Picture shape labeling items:
— Begin —

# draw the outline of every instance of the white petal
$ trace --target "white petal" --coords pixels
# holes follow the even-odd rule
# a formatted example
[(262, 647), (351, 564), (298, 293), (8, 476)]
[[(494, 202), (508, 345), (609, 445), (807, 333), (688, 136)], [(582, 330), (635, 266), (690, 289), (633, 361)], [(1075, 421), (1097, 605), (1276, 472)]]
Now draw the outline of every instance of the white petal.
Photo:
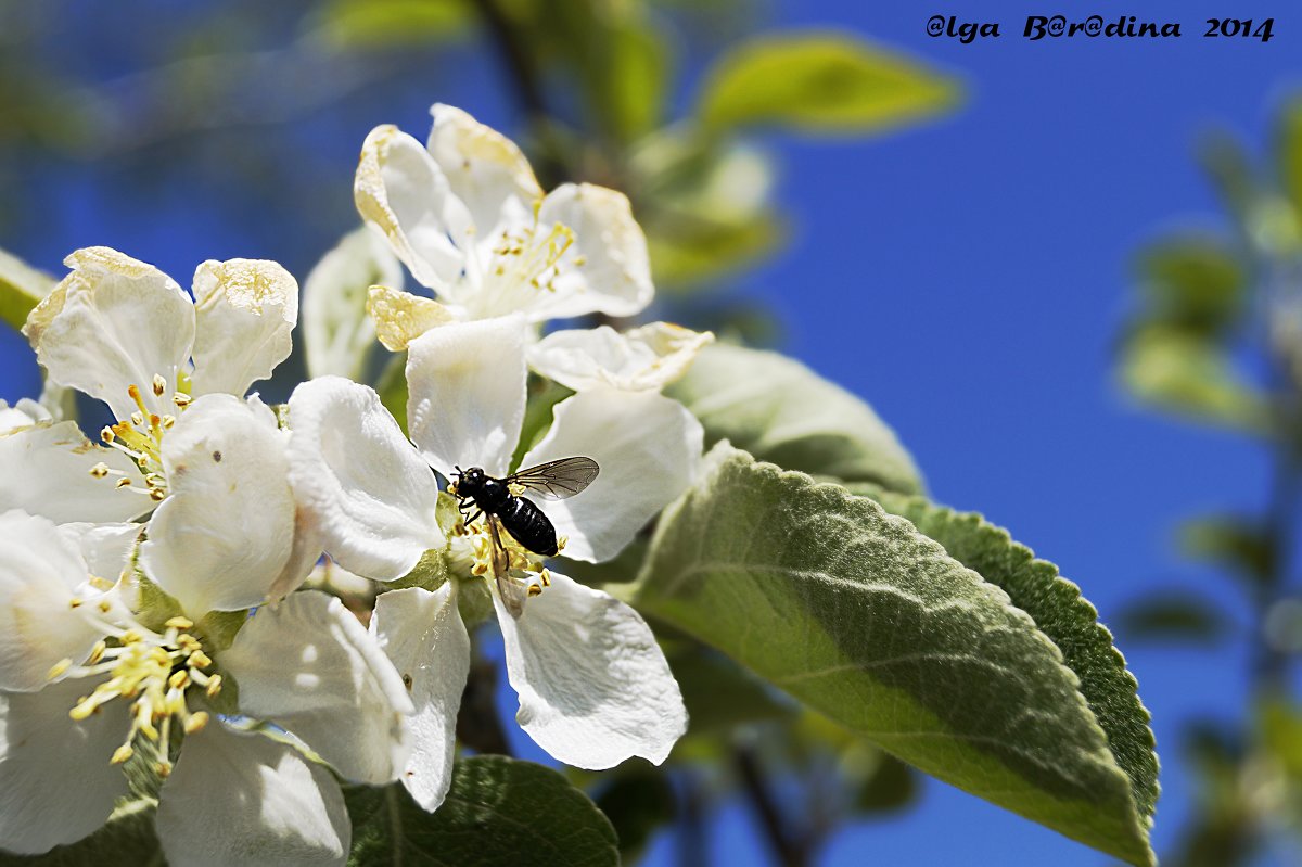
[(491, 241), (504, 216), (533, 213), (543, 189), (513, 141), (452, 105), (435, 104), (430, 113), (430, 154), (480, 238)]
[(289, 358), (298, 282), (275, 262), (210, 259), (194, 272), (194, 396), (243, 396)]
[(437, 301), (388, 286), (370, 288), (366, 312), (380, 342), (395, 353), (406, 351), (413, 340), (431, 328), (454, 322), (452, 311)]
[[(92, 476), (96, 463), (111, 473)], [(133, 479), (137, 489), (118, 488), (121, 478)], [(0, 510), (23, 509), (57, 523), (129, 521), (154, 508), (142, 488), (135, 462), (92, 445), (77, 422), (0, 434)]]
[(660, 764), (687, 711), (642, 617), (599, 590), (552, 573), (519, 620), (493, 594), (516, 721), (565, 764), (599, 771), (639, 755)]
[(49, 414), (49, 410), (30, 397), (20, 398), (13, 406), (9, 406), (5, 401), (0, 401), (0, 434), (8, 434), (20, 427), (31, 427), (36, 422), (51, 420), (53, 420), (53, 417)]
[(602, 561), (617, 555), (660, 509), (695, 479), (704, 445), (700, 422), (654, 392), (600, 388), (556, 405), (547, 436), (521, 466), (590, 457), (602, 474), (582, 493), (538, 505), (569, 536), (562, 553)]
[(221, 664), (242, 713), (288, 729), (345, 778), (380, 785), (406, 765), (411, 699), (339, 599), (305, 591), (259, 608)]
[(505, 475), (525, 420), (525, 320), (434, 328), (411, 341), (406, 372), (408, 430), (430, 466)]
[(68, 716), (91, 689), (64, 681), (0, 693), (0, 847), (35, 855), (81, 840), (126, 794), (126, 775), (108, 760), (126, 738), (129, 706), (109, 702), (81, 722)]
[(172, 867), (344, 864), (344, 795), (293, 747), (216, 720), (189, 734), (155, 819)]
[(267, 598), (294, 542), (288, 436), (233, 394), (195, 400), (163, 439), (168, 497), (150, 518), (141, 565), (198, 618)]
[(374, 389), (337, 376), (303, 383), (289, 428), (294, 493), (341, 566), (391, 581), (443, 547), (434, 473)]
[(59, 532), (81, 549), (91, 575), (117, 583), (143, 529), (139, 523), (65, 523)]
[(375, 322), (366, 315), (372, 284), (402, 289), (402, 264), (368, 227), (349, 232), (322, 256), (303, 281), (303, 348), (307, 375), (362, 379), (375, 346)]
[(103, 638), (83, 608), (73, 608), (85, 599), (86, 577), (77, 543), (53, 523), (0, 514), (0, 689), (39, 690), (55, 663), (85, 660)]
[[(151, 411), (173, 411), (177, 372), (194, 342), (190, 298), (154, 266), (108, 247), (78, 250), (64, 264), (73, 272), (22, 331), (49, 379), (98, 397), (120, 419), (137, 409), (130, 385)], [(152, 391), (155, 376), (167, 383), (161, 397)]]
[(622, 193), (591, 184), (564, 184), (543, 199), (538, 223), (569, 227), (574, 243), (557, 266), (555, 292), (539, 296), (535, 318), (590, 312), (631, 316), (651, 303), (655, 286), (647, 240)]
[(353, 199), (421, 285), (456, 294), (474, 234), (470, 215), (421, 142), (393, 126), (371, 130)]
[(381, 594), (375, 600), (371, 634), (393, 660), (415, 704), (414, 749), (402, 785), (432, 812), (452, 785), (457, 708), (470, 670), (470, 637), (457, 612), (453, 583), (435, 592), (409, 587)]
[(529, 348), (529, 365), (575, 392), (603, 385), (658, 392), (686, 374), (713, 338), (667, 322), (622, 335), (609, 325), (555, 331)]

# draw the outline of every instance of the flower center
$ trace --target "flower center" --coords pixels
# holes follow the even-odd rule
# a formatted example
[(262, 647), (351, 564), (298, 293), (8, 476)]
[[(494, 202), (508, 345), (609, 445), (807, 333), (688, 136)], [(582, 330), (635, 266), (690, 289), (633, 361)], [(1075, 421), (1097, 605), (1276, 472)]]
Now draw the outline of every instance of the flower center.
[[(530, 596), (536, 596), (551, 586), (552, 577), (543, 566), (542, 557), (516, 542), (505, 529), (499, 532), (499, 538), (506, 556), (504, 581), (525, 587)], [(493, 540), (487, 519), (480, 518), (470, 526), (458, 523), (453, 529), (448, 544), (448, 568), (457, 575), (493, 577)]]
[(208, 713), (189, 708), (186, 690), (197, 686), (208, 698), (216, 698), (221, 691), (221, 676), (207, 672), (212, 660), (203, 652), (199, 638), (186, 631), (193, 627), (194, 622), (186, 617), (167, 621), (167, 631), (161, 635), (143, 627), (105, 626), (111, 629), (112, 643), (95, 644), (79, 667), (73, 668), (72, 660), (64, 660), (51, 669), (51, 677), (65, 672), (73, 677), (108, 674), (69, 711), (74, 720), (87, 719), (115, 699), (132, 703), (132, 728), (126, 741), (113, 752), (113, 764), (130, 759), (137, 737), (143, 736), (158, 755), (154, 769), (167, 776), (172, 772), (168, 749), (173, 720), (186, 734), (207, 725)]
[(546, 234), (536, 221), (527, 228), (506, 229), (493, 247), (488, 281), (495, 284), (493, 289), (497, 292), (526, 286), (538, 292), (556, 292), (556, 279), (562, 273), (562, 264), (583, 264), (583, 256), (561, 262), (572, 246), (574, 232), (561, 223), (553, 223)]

— End —

What you are asked to do:
Copy every one of the entries above word for word, leaving out the pictures.

Solution to the exercise:
# draw the outline of every instance of the white petal
$ trace --target "white petal" --coords pixels
# holes follow the even-odd rule
# a formatted example
[(262, 647), (351, 564), (298, 293), (8, 476)]
[[(494, 202), (508, 345), (609, 445), (807, 333), (688, 136)], [(582, 330), (635, 266), (690, 289), (633, 361)], [(1075, 421), (1097, 605), (1276, 472)]]
Now draw the outline of every instance of the white petal.
Photo:
[(491, 241), (504, 216), (533, 213), (543, 189), (513, 141), (452, 105), (435, 104), (430, 113), (430, 154), (480, 238)]
[(289, 358), (298, 282), (275, 262), (210, 259), (194, 272), (194, 396), (243, 396)]
[(437, 301), (388, 286), (370, 288), (366, 312), (380, 342), (395, 353), (406, 351), (413, 340), (431, 328), (454, 322), (452, 311)]
[[(92, 476), (96, 463), (111, 473)], [(133, 479), (137, 489), (118, 488), (121, 478)], [(0, 510), (23, 509), (57, 523), (129, 521), (154, 508), (142, 488), (135, 462), (92, 445), (77, 422), (0, 434)]]
[(660, 764), (687, 711), (642, 617), (599, 590), (552, 573), (519, 620), (493, 594), (516, 721), (565, 764), (599, 771), (639, 755)]
[(49, 414), (49, 410), (30, 397), (20, 398), (13, 406), (9, 406), (5, 401), (0, 401), (0, 434), (8, 434), (20, 427), (31, 427), (36, 422), (51, 420), (53, 420), (53, 417)]
[(602, 561), (617, 555), (660, 509), (695, 479), (704, 445), (700, 422), (654, 392), (600, 388), (556, 405), (547, 436), (521, 466), (590, 457), (602, 474), (582, 493), (538, 505), (569, 536), (562, 553)]
[(221, 664), (242, 713), (288, 729), (345, 778), (380, 785), (406, 765), (411, 699), (339, 599), (305, 591), (259, 608)]
[(505, 475), (525, 420), (525, 320), (434, 328), (411, 341), (406, 372), (408, 430), (430, 466)]
[(68, 716), (91, 689), (64, 681), (0, 693), (0, 847), (35, 855), (81, 840), (126, 794), (126, 775), (108, 760), (126, 738), (129, 706), (109, 702), (81, 722)]
[(172, 867), (344, 864), (344, 795), (293, 747), (216, 720), (189, 734), (155, 819)]
[(267, 598), (294, 542), (288, 436), (233, 394), (195, 400), (163, 439), (168, 497), (150, 518), (141, 565), (198, 618)]
[(374, 389), (337, 376), (303, 383), (289, 428), (294, 493), (341, 566), (391, 581), (443, 547), (434, 473)]
[(59, 532), (81, 549), (91, 575), (117, 583), (143, 529), (139, 523), (65, 523)]
[(375, 322), (366, 315), (372, 284), (402, 289), (402, 264), (368, 227), (349, 232), (322, 256), (303, 281), (303, 348), (307, 375), (362, 379), (375, 346)]
[(103, 638), (83, 608), (73, 608), (85, 599), (86, 577), (77, 543), (53, 523), (0, 514), (0, 689), (39, 690), (55, 663), (85, 660)]
[[(151, 411), (173, 411), (177, 372), (194, 342), (190, 298), (154, 266), (108, 247), (78, 250), (64, 264), (73, 272), (22, 331), (49, 379), (98, 397), (120, 419), (137, 409), (130, 385)], [(152, 391), (155, 376), (167, 383), (161, 397)]]
[(622, 193), (591, 184), (564, 184), (543, 199), (538, 223), (569, 227), (574, 243), (557, 266), (555, 292), (539, 296), (535, 318), (590, 312), (631, 316), (651, 303), (655, 286), (647, 240)]
[(353, 199), (421, 285), (456, 294), (474, 234), (470, 215), (421, 142), (393, 126), (371, 130)]
[(381, 594), (375, 600), (371, 634), (393, 660), (415, 704), (414, 749), (402, 785), (432, 812), (452, 785), (457, 708), (470, 670), (470, 637), (457, 612), (453, 583), (435, 592), (409, 587)]
[(529, 348), (529, 365), (575, 392), (603, 385), (658, 392), (686, 374), (713, 338), (667, 322), (622, 335), (609, 325), (555, 331)]

# draw the outline of every instance of the flower center
$ trace --target "flower center" --coords pixels
# holes follow the even-odd rule
# a formatted example
[(262, 647), (351, 564), (298, 293), (8, 476)]
[[(494, 202), (508, 345), (609, 445), (807, 333), (688, 136)], [(582, 330), (635, 266), (690, 289), (633, 361)], [(1075, 421), (1097, 605), (1276, 472)]]
Now draw the outline of every instance of the flower center.
[[(530, 596), (536, 596), (551, 586), (552, 577), (543, 566), (542, 557), (516, 542), (505, 529), (499, 532), (499, 538), (506, 556), (504, 581), (525, 587)], [(493, 540), (487, 519), (480, 518), (470, 526), (458, 523), (453, 529), (448, 544), (448, 568), (457, 575), (493, 577)]]
[(208, 713), (189, 708), (186, 690), (197, 686), (208, 698), (216, 698), (221, 691), (221, 676), (207, 672), (212, 660), (203, 652), (199, 638), (186, 631), (193, 627), (194, 622), (186, 617), (167, 621), (167, 631), (161, 635), (143, 627), (105, 626), (111, 629), (112, 643), (95, 644), (79, 667), (73, 668), (72, 660), (64, 660), (51, 669), (51, 677), (65, 672), (73, 677), (108, 674), (69, 711), (74, 720), (87, 719), (115, 699), (132, 703), (132, 728), (126, 741), (113, 752), (113, 764), (130, 759), (137, 737), (143, 736), (158, 755), (154, 769), (167, 776), (172, 772), (168, 749), (173, 720), (186, 734), (207, 725)]
[(546, 234), (536, 221), (527, 228), (506, 229), (493, 247), (488, 281), (495, 284), (493, 289), (497, 292), (526, 286), (538, 292), (556, 292), (556, 279), (562, 273), (562, 264), (583, 264), (583, 256), (561, 262), (572, 246), (574, 232), (561, 223), (553, 223)]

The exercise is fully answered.